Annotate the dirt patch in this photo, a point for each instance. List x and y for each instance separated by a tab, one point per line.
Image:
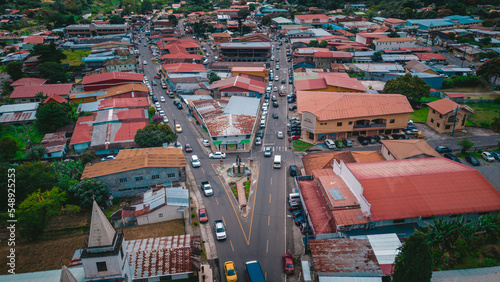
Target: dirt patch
50	254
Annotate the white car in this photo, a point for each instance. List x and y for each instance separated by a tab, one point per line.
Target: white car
488	156
217	155
205	143
195	162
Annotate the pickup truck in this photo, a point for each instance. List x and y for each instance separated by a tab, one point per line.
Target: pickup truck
207	189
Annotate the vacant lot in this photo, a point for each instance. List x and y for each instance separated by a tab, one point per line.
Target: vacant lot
51	253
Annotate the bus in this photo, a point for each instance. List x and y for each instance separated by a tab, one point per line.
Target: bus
254	272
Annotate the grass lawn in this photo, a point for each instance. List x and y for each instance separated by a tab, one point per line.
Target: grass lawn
484	113
74	58
48	254
12	131
300	145
420	115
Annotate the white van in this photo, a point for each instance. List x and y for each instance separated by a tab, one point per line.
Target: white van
277	161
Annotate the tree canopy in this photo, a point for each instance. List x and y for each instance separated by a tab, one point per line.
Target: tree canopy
154	135
413	87
414	261
51	116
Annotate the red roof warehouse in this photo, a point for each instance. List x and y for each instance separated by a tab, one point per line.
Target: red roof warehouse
109	79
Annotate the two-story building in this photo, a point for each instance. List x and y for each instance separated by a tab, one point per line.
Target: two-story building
446	116
330	115
135	170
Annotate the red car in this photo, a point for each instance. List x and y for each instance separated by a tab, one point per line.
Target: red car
288	264
202	214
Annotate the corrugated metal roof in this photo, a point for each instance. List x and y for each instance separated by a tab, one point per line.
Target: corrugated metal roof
18	107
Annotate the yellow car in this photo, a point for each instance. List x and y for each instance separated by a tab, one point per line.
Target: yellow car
230	271
178	128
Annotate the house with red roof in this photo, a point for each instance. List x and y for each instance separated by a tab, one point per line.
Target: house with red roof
238	86
312	19
29	93
403	195
110	79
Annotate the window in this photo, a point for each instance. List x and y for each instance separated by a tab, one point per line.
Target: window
101	266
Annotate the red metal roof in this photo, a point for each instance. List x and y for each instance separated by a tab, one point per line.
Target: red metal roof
413	188
30	91
97	78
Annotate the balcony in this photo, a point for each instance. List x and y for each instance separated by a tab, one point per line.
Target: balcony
375	125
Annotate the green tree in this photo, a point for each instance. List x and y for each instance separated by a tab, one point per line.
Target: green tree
88	156
35	153
51	116
313	43
34	176
490	69
414	261
87	190
466	144
35	212
154	135
15	70
413	87
8	148
212	77
53	72
173	19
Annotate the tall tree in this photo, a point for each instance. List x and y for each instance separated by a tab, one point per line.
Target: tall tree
51	116
490	69
414	261
154	135
15	70
413	87
35	212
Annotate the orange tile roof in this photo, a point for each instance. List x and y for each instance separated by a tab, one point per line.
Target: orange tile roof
404	149
445	106
339	105
422	187
128	160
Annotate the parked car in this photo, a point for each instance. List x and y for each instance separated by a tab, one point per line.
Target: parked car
330	144
288	266
347	142
487	156
268	152
443	149
217	155
195	162
362	140
452	157
472	160
202	215
339	144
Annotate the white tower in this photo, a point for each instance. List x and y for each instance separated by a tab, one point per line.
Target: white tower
104	256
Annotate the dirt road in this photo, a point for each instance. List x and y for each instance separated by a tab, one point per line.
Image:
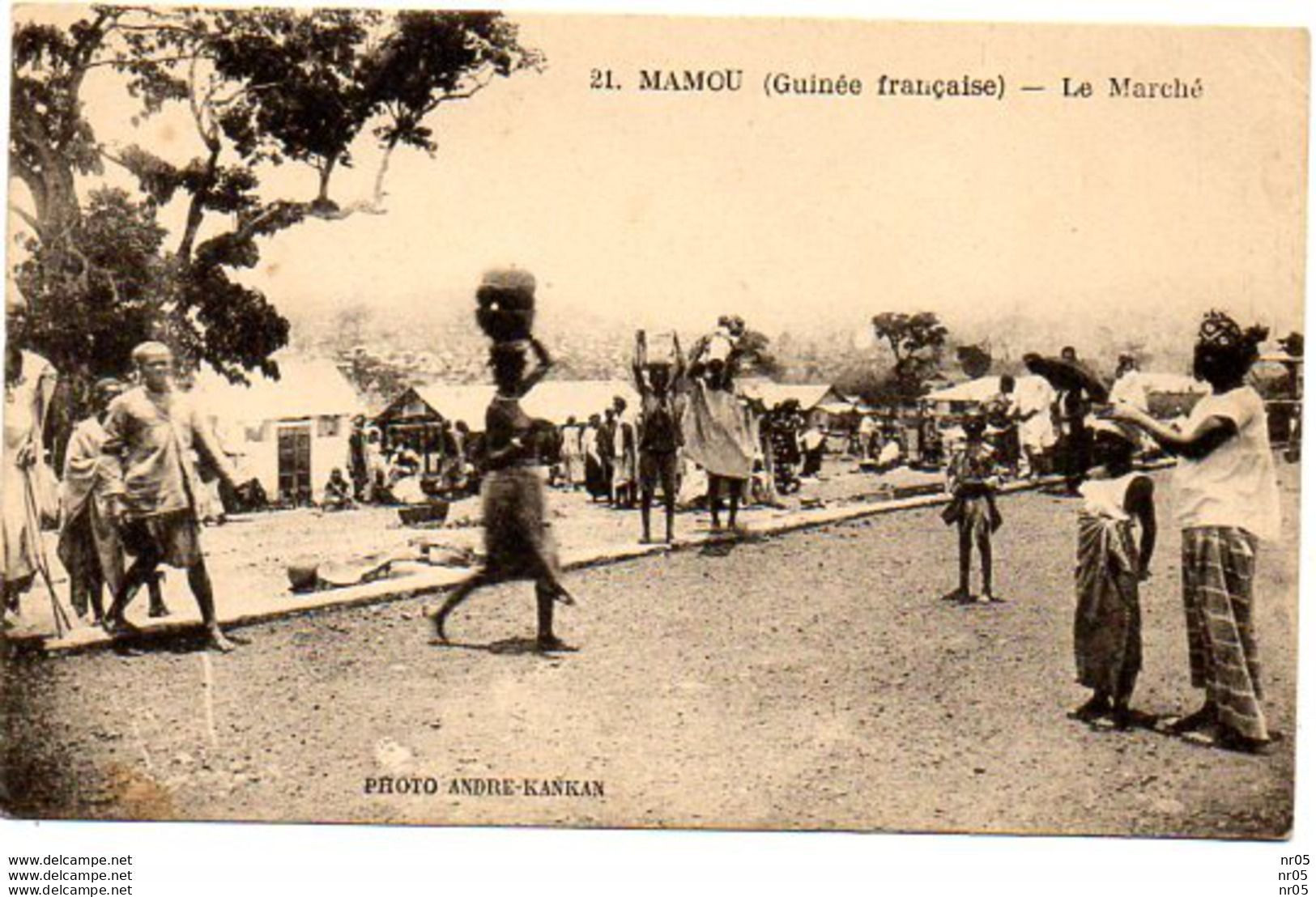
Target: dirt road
812	682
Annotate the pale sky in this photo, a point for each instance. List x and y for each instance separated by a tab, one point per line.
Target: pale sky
669	210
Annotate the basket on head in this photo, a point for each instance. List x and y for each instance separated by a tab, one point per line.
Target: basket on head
505	304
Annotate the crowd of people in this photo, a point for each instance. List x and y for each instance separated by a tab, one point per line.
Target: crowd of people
1227	500
130	497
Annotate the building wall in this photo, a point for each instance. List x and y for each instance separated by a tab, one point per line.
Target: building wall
259	450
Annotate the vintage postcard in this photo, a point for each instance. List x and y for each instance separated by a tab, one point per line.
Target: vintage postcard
500	419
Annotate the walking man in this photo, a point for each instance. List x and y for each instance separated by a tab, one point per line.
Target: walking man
151	433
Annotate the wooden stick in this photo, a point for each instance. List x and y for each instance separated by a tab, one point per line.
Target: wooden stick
208	697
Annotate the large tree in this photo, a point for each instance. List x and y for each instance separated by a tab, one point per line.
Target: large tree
261	88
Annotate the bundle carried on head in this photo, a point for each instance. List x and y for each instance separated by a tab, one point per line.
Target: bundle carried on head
1225	350
1221	332
505	304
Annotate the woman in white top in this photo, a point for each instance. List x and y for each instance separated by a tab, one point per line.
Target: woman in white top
1227	500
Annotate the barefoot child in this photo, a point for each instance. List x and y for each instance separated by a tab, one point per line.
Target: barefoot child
973	505
1116	537
658	431
1227	499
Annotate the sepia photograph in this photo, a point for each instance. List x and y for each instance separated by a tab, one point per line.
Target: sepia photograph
446	417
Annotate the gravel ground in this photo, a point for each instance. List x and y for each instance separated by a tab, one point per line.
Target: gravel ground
806	682
249	555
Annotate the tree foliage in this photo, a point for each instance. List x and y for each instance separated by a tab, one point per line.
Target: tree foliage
915	342
262	88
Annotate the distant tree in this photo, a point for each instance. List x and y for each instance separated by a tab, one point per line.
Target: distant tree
974	360
916	342
262	87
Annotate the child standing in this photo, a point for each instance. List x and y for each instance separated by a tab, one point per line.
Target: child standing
1116	537
972	483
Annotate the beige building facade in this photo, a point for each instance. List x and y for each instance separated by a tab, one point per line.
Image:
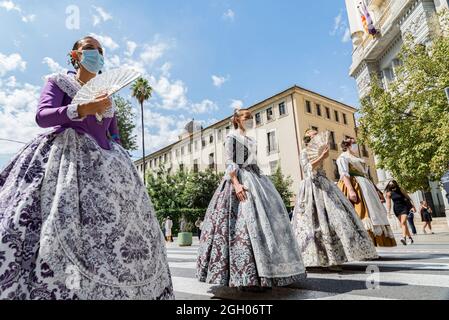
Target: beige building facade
281	122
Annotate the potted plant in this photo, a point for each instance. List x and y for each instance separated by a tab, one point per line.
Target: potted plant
185	237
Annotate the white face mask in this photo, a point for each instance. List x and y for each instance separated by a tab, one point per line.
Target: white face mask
248	124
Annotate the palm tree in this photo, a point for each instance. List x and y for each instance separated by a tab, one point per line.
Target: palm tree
142	91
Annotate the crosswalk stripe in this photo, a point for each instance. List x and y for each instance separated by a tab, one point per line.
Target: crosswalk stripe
194	287
419	265
412	279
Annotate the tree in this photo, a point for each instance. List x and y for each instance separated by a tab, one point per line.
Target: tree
283	186
142	91
182	190
126	122
407	124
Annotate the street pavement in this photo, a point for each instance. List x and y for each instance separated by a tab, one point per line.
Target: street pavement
418	272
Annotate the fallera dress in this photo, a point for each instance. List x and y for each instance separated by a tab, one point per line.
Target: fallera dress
369	206
75	219
251	243
326	226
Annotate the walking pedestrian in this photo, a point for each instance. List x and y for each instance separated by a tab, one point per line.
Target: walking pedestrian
73	205
402	205
426	216
364	195
247	239
168	230
326	226
411	222
199	226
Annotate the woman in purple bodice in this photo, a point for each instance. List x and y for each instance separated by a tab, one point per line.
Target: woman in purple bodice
75	219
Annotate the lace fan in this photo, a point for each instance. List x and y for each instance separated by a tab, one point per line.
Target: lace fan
108	83
317	146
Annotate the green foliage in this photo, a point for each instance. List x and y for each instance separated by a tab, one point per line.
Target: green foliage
182	190
126	119
141	90
283	186
407	125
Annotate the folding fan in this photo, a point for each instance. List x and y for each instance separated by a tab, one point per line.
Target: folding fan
317	145
107	83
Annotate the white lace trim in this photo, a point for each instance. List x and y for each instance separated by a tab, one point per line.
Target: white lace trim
72	113
66	83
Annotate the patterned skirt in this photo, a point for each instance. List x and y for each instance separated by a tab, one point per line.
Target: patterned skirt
381	235
326	226
248	244
77	223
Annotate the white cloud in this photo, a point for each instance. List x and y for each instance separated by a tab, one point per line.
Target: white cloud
131	47
172	93
18	104
229	15
106	41
151	53
347	36
100	16
53	65
11	63
9	5
236	104
205	106
218	81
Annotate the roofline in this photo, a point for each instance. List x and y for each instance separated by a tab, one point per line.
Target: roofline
294	88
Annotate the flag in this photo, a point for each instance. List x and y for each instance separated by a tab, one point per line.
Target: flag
367	21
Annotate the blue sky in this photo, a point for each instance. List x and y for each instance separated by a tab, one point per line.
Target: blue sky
202	57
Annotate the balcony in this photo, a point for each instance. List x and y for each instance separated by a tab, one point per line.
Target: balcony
272	150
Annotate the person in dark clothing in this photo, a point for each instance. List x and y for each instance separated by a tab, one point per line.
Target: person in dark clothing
411	222
402	205
426	216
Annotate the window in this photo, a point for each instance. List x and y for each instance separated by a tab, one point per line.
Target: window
318	110
328	113
332	141
273	167
308	107
270	114
212	161
272	147
365	151
258	119
282	111
336	172
195	166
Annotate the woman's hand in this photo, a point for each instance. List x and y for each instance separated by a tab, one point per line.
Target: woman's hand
353	196
325	153
98	106
240	191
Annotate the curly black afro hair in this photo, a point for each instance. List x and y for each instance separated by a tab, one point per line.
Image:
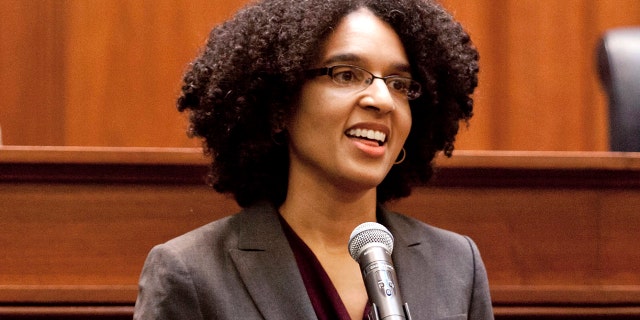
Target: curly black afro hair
248	76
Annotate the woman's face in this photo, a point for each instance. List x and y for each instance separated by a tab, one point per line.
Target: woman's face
327	129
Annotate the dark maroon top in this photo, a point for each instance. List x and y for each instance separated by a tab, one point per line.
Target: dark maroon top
324	296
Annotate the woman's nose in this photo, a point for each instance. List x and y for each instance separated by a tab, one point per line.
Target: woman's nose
377	96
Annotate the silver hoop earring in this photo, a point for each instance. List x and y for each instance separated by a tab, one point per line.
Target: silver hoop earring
404	155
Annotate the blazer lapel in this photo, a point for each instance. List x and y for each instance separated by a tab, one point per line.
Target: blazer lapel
412	268
267	267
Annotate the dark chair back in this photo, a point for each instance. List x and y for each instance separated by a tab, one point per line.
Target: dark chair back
619	69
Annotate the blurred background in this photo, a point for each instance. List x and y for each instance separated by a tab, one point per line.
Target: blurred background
107	72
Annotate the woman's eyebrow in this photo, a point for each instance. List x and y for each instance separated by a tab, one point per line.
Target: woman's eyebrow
354	58
342	57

--- --- ---

■ Task objective ■
Please copy, exactly and with nothing else, the lines above beginning at the line that has "Annotate the pickup" and ending with the line that has "Annotate the grass".

■ Output for this exercise ■
Annotate the pickup truck in this photo, a point for each instance. List x and y for each instance separated by a tab, one point per line.
Target: pickup truck
207	189
Annotate the vacant lot in this photo, a point for each instance. List x and y for each instance separated by a tab, one point per line.
Target: vacant lot
51	253
Annotate the bus in this photo, a point for each instance. List x and y for each instance separated by a tab, one point per line.
Target: bus
254	272
Annotate the grass lawn in this photo, a point for each instance. List x and y for each instance separated by a tab, one point per line.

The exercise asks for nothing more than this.